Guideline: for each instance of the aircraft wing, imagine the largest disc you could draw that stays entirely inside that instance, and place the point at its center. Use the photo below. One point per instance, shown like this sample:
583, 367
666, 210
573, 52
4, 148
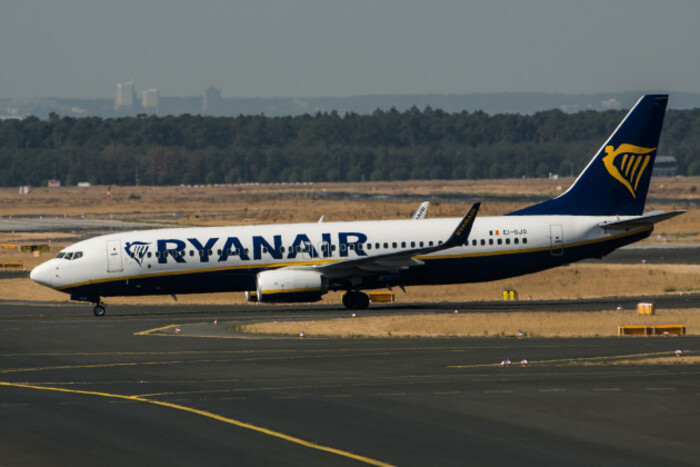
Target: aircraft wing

■ ■ ■

* **YOUR GOAL**
Give every entry again verbatim, with no pictures.

* **TASK OUTPUT**
Guideline: for each instance of the aircraft wing, imagine the largest disc you could draw that stays entirely inside that instance, and place the point at its center. Use the photo below. One point per instance, shown like this sample:
583, 367
666, 210
573, 52
4, 148
Target: aircraft wing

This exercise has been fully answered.